>> START Supplied records

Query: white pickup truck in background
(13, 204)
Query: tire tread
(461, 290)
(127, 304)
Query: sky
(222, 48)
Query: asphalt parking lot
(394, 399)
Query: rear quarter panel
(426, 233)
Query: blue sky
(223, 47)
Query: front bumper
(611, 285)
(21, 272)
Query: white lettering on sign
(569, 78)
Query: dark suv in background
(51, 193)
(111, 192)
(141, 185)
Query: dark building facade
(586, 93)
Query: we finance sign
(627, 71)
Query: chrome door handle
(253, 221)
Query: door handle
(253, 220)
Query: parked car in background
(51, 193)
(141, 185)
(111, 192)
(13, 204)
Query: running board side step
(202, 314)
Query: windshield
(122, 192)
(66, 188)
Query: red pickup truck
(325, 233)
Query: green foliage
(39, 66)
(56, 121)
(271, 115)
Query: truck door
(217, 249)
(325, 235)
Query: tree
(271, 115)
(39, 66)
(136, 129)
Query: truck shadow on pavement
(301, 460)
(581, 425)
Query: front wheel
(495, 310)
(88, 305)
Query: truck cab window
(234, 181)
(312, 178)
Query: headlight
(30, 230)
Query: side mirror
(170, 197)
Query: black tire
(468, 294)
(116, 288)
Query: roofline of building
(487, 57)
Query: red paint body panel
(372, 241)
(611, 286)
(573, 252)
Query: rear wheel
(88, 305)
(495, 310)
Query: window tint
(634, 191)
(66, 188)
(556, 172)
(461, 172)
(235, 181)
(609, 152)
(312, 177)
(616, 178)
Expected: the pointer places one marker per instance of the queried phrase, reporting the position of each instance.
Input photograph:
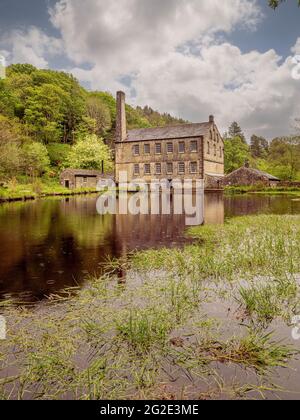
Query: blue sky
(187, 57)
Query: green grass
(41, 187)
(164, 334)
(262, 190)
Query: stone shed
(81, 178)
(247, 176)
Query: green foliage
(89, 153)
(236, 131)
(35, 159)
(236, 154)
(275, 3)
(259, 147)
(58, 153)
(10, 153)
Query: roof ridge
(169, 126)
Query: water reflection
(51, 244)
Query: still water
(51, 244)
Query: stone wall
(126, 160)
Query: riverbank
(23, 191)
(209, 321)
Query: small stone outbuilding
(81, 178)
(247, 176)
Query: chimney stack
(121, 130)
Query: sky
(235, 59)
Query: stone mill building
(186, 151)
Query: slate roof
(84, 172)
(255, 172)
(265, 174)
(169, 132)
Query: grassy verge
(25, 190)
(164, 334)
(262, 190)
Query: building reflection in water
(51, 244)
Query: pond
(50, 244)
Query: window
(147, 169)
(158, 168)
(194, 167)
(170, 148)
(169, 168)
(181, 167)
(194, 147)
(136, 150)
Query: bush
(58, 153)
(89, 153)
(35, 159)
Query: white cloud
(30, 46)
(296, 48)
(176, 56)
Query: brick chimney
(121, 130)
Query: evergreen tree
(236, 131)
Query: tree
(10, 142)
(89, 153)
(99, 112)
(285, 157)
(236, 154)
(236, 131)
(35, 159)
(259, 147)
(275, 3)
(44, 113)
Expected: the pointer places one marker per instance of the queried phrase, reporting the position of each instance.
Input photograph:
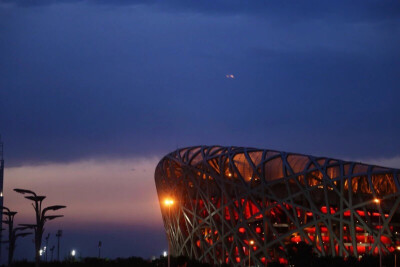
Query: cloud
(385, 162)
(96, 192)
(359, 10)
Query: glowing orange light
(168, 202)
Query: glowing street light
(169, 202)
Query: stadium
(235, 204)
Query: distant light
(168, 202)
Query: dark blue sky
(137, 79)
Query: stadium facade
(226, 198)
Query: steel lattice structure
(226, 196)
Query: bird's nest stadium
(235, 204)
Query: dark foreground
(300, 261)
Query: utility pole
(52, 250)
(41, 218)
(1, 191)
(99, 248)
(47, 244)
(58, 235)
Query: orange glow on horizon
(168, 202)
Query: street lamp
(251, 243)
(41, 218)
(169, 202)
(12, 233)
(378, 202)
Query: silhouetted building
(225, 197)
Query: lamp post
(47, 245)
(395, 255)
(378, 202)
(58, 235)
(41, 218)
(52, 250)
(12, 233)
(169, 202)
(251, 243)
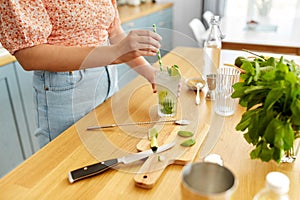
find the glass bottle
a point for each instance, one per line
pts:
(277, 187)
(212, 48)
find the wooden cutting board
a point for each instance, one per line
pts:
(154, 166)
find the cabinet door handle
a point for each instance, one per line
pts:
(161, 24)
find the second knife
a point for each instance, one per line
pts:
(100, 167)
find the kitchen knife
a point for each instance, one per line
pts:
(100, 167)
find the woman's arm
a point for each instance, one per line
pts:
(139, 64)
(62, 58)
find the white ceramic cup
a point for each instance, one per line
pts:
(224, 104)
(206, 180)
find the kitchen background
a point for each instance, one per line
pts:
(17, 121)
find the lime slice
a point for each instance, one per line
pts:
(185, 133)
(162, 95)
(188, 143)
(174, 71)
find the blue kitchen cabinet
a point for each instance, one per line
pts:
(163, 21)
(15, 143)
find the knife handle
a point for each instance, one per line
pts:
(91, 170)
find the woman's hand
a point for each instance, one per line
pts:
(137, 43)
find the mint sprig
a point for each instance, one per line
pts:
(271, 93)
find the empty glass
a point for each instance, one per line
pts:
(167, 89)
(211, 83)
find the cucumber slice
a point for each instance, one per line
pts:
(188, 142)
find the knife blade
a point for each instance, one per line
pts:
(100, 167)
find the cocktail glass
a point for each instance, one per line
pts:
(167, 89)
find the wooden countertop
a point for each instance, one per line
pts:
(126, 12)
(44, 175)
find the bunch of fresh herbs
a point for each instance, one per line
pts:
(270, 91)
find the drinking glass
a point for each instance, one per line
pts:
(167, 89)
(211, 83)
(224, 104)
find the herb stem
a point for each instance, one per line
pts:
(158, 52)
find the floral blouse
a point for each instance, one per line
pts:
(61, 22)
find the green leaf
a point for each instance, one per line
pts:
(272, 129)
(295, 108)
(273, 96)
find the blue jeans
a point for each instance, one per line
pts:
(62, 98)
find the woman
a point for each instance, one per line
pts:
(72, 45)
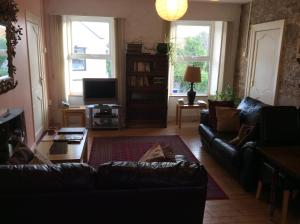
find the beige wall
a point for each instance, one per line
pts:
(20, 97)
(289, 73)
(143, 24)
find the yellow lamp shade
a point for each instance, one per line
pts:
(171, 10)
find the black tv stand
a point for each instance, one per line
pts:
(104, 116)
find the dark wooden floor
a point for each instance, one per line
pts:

>> END Supplied records

## Exercise
Rewrite all of the rows above as a numbered list, omitting any blank lines. Leave the pictures out of the list.

## Problem solution
1. Query: white pickup truck in background
2. (13, 204)
3. Query: tire tread
4. (461, 290)
5. (127, 304)
6. Query: sky
7. (222, 48)
8. Query: asphalt parking lot
9. (394, 399)
10. Query: rear quarter panel
11. (426, 233)
12. Query: blue sky
13. (223, 47)
14. Query: front bumper
15. (611, 285)
16. (21, 272)
17. Query: white lettering on sign
18. (569, 78)
19. Query: dark suv in background
20. (51, 193)
21. (111, 192)
22. (141, 185)
23. Query: dark building facade
24. (586, 93)
25. Query: we finance sign
26. (627, 71)
27. Query: chrome door handle
28. (253, 221)
29. Query: door handle
30. (253, 220)
31. Query: parked car in background
32. (51, 193)
33. (141, 185)
34. (111, 192)
35. (13, 204)
36. Query: running board side step
37. (202, 314)
38. Query: windshield
39. (122, 192)
40. (66, 188)
41. Query: red pickup truck
42. (325, 233)
43. Query: green foliage
44. (39, 66)
45. (56, 121)
46. (271, 115)
47. Query: truck door
48. (217, 249)
49. (325, 235)
50. Query: tree
51. (271, 115)
52. (39, 66)
53. (136, 129)
54. Query: truck shadow on pavement
55. (301, 460)
56. (581, 425)
57. Query: front wheel
58. (495, 310)
59. (88, 305)
60. Query: truck cab window
61. (234, 181)
62. (312, 178)
63. Query: headlight
64. (30, 230)
65. Query: side mirror
66. (170, 197)
67. Query: black tire
68. (468, 294)
69. (116, 288)
70. Query: roofline of building
71. (487, 57)
72. Query: red paint body panel
73. (372, 241)
74. (611, 286)
75. (573, 252)
76. Query: rear wheel
77. (88, 305)
78. (495, 310)
79. Query: window tint
80. (634, 191)
81. (66, 188)
82. (556, 172)
83. (461, 172)
84. (235, 181)
85. (609, 152)
86. (312, 177)
87. (616, 178)
88. Expected: the pointer places one marker per instance of the queried phrase, reporting the position of each instance.
89. Input photograph:
90. Query: blue sky
91. (187, 57)
92. Query: green grass
93. (41, 187)
94. (164, 334)
95. (262, 190)
96. Query: stone shed
97. (81, 178)
98. (247, 176)
99. Query: green foliage
100. (89, 153)
101. (236, 131)
102. (35, 159)
103. (236, 154)
104. (275, 3)
105. (259, 147)
106. (58, 153)
107. (10, 153)
108. Query: roof ridge
109. (169, 126)
110. Query: water reflection
111. (51, 244)
112. Query: still water
113. (51, 244)
114. Query: stone wall
115. (126, 160)
116. Query: riverbank
117. (23, 191)
118. (209, 321)
119. Query: small stone outbuilding
120. (81, 178)
121. (247, 176)
122. Query: chimney stack
123. (121, 130)
124. Query: sky
125. (235, 59)
126. Query: stone mill building
127. (186, 151)
128. Query: slate roof
129. (84, 172)
130. (255, 172)
131. (265, 174)
132. (169, 132)
133. Query: grassy verge
134. (25, 190)
135. (164, 334)
136. (262, 190)
137. Query: building reflection in water
138. (51, 244)
139. Query: pond
140. (50, 244)
141. Query: window
142. (147, 169)
143. (158, 168)
144. (194, 167)
145. (170, 148)
146. (169, 168)
147. (181, 167)
148. (194, 147)
149. (136, 150)
150. Query: bush
151. (58, 153)
152. (89, 153)
153. (35, 159)
154. Query: white cloud
155. (30, 46)
156. (296, 48)
157. (176, 56)
158. Query: brick chimney
159. (121, 130)
160. Query: evergreen tree
161. (236, 131)
162. Query: tree
163. (10, 142)
164. (89, 153)
165. (99, 112)
166. (285, 157)
167. (236, 154)
168. (236, 131)
169. (35, 159)
170. (259, 147)
171. (275, 3)
172. (44, 113)
173. Expected: the pointer places one marker per instance of the queried phrase, reporting the position of each instance.
174. Input photograph:
175. Query: cloud
176. (385, 162)
177. (96, 192)
178. (359, 10)
179. Query: glowing orange light
180. (168, 202)
181. Query: glowing street light
182. (169, 202)
183. Query: stadium
184. (235, 204)
185. Query: distant light
186. (168, 202)
187. Query: dark blue sky
188. (137, 79)
189. Query: stadium facade
190. (226, 198)
191. Query: steel lattice structure
192. (226, 196)
193. Query: bird's nest stadium
194. (235, 204)
195. Query: dark foreground
196. (300, 261)
197. Query: utility pole
198. (52, 250)
199. (41, 218)
200. (1, 191)
201. (99, 248)
202. (47, 244)
203. (58, 235)
204. Query: orange glow on horizon
205. (168, 202)
206. Query: street lamp
207. (251, 243)
208. (41, 218)
209. (169, 202)
210. (12, 233)
211. (378, 202)
212. Query: silhouetted building
213. (225, 197)
214. Query: lamp post
215. (47, 245)
216. (395, 255)
217. (378, 202)
218. (58, 235)
219. (41, 218)
220. (52, 250)
221. (12, 233)
222. (169, 202)
223. (251, 243)
224. find the glass bottle
225. a point for each instance, one per line
226. pts:
227. (277, 187)
228. (212, 48)
229. find the wooden cutting board
230. a point for each instance, one per line
231. pts:
232. (154, 166)
233. find the cabinet door handle
234. a point for each instance, one per line
235. pts:
236. (161, 24)
237. find the second knife
238. a point for each instance, one per line
239. pts:
240. (100, 167)
241. find the kitchen knife
242. a point for each instance, one per line
243. pts:
244. (100, 167)
245. find the woman's arm
246. a point for each instance, one per line
247. pts:
248. (139, 64)
249. (62, 58)
250. find the white ceramic cup
251. a point for each instance, one per line
252. pts:
253. (224, 104)
254. (206, 180)
255. find the kitchen background
256. a point for each instance, one per line
257. pts:
258. (17, 121)
259. find the lime slice
260. a point for each instance, one per line
261. pts:
262. (185, 133)
263. (162, 95)
264. (188, 143)
265. (174, 71)
266. find the blue kitchen cabinet
267. a point for each instance, one per line
268. pts:
269. (163, 21)
270. (15, 143)
271. find the knife handle
272. a point for each instance, one per line
273. pts:
274. (91, 170)
275. find the woman's hand
276. a point for each instance, one per line
277. pts:
278. (137, 43)
279. find the mint sprig
280. a point for each instance, one per line
281. pts:
282. (271, 93)
283. find the empty glass
284. a point for each instance, one per line
285. pts:
286. (167, 89)
287. (211, 83)
288. find the cucumber slice
289. a point for each instance, one per line
290. pts:
291. (188, 142)
292. find the knife blade
293. a point for each instance, one per line
294. pts:
295. (100, 167)
296. find the cocktail glass
297. a point for each instance, one per line
298. pts:
299. (167, 89)
300. find the wooden countertop
301. a point for each instance, one per line
302. pts:
303. (126, 12)
304. (44, 175)
305. find the bunch of fresh herbs
306. a point for each instance, one per line
307. pts:
308. (270, 91)
309. find the drinking glass
310. a point for each instance, one per line
311. pts:
312. (167, 89)
313. (211, 83)
314. (224, 104)
315. find the herb stem
316. a point for each instance, one per line
317. pts:
318. (158, 52)
319. find the floral blouse
320. a point for each instance, one per line
321. pts:
322. (61, 22)
323. find the green leaf
324. a point for each instance, one per line
325. pts:
326. (272, 129)
327. (295, 108)
328. (273, 96)
329. find the blue jeans
330. a point for each instance, one per line
331. pts:
332. (62, 98)
333. find the woman
334. a point for each instance, one per line
335. pts:
336. (72, 45)
337. find the beige wall
338. a point for each instance, one per line
339. pts:
340. (20, 97)
341. (289, 73)
342. (143, 24)
343. find the yellow lamp shade
344. a point for each instance, one per line
345. pts:
346. (171, 10)
347. find the black tv stand
348. a point for each instance, one per line
349. pts:
350. (104, 116)
351. find the dark wooden floor
352. a point for each instance, one per line
353. pts:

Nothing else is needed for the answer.